■ **Set exercise**
Recast the rows below as a Markdown table with two columns, No. and Line. Give each non-blank line its own number and leave out blank lines.
— start of Excerpted records —
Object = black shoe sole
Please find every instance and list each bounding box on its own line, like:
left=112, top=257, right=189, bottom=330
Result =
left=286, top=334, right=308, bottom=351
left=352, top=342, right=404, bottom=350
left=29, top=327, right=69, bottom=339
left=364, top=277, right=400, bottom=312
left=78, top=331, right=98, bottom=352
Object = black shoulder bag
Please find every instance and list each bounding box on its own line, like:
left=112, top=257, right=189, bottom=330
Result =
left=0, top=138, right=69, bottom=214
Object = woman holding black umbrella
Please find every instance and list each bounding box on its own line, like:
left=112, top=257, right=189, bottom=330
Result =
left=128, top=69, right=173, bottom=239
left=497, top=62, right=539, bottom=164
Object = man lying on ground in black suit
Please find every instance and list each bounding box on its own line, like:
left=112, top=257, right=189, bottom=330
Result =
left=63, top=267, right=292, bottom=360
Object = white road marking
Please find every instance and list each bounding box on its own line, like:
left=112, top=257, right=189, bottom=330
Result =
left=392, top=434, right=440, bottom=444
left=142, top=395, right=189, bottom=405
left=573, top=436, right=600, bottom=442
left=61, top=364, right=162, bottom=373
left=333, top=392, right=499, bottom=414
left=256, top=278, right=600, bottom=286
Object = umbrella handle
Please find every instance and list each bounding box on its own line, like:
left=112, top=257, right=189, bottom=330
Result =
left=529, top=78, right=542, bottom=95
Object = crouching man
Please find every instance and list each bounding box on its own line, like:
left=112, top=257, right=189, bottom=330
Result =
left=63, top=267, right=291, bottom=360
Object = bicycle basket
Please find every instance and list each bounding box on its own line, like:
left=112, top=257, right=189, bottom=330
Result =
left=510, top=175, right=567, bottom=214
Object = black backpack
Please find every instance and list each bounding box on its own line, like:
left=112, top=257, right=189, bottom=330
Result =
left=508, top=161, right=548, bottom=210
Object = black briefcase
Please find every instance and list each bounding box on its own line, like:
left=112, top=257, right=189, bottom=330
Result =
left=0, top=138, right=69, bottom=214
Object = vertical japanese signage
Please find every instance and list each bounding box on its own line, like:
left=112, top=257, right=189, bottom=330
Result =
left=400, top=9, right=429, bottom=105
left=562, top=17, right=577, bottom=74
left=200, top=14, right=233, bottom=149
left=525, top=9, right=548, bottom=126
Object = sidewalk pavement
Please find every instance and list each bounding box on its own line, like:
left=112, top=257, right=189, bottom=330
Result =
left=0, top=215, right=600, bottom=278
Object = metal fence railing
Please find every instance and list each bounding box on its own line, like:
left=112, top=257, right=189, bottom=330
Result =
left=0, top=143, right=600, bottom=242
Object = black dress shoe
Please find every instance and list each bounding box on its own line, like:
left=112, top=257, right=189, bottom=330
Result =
— end of Excerpted records —
■ **Complete response**
| No. | Line |
|---|---|
| 1 | Object = black shoe sole |
| 2 | Please find every instance and list each bounding box on its own line, like: |
| 3 | left=112, top=257, right=189, bottom=330 |
| 4 | Result = |
| 5 | left=286, top=334, right=308, bottom=351 |
| 6 | left=352, top=342, right=404, bottom=350 |
| 7 | left=29, top=327, right=69, bottom=339 |
| 8 | left=364, top=277, right=400, bottom=312 |
| 9 | left=78, top=331, right=98, bottom=352 |
| 10 | Object = black shoulder bag |
| 11 | Please find every instance and list each bounding box on its own line, like: |
| 12 | left=112, top=257, right=189, bottom=330 |
| 13 | Result = |
| 14 | left=0, top=138, right=69, bottom=214 |
| 15 | Object = woman holding black umbrella |
| 16 | Please find every instance and list each bounding box on its own line, like: |
| 17 | left=112, top=257, right=189, bottom=330 |
| 18 | Result = |
| 19 | left=128, top=69, right=173, bottom=239 |
| 20 | left=497, top=62, right=539, bottom=164 |
| 21 | Object = man lying on ground in black suit |
| 22 | Please find every instance and list each bounding box on its own line, like: |
| 23 | left=112, top=257, right=189, bottom=330 |
| 24 | Result = |
| 25 | left=63, top=267, right=292, bottom=360 |
| 26 | Object = white road marking |
| 27 | Please find every instance and list each bounding box on its own line, like: |
| 28 | left=112, top=257, right=189, bottom=330 |
| 29 | Result = |
| 30 | left=392, top=434, right=440, bottom=444 |
| 31 | left=142, top=395, right=189, bottom=405 |
| 32 | left=573, top=436, right=600, bottom=442 |
| 33 | left=61, top=364, right=162, bottom=373 |
| 34 | left=333, top=392, right=499, bottom=414 |
| 35 | left=256, top=278, right=600, bottom=286 |
| 36 | Object = umbrella handle |
| 37 | Please find every instance and list each bounding box on its own line, like: |
| 38 | left=112, top=257, right=189, bottom=330 |
| 39 | Result = |
| 40 | left=529, top=78, right=542, bottom=95 |
| 41 | Object = crouching man |
| 42 | Please find every instance and list each bounding box on its own line, like: |
| 43 | left=112, top=257, right=189, bottom=330 |
| 44 | Result = |
| 45 | left=63, top=267, right=291, bottom=360 |
| 46 | Object = bicycle basket |
| 47 | Please find every instance and list each bounding box on its own line, like: |
| 48 | left=112, top=257, right=189, bottom=330 |
| 49 | Result = |
| 50 | left=510, top=175, right=567, bottom=214 |
| 51 | Object = black backpack |
| 52 | Please find every instance and list each bounding box on its own line, like: |
| 53 | left=112, top=257, right=189, bottom=330 |
| 54 | Result = |
| 55 | left=508, top=161, right=548, bottom=210 |
| 56 | Object = black briefcase |
| 57 | Please find every instance and list each bounding box on its own line, like: |
| 58 | left=112, top=257, right=189, bottom=330 |
| 59 | Result = |
| 60 | left=0, top=138, right=69, bottom=214 |
| 61 | Object = vertical japanese signage |
| 62 | Please find every instance and list each bounding box on its own line, like: |
| 63 | left=112, top=257, right=189, bottom=330 |
| 64 | Result = |
| 65 | left=400, top=9, right=429, bottom=105 |
| 66 | left=562, top=17, right=577, bottom=74 |
| 67 | left=200, top=14, right=233, bottom=149 |
| 68 | left=525, top=9, right=548, bottom=126 |
| 69 | Object = sidewalk pavement |
| 70 | Please find every instance and list each bounding box on its own line, like: |
| 71 | left=112, top=257, right=189, bottom=330 |
| 72 | Result = |
| 73 | left=0, top=215, right=600, bottom=278 |
| 74 | Object = metal fence railing |
| 75 | Please find every instance and list each bounding box on its own line, like: |
| 76 | left=112, top=257, right=189, bottom=330 |
| 77 | Result = |
| 78 | left=0, top=143, right=600, bottom=242 |
| 79 | Object = black dress shoe |
| 80 | Please find every instance and list each bounding box on its own line, like: |
| 81 | left=112, top=257, right=189, bottom=330 |
| 82 | Result = |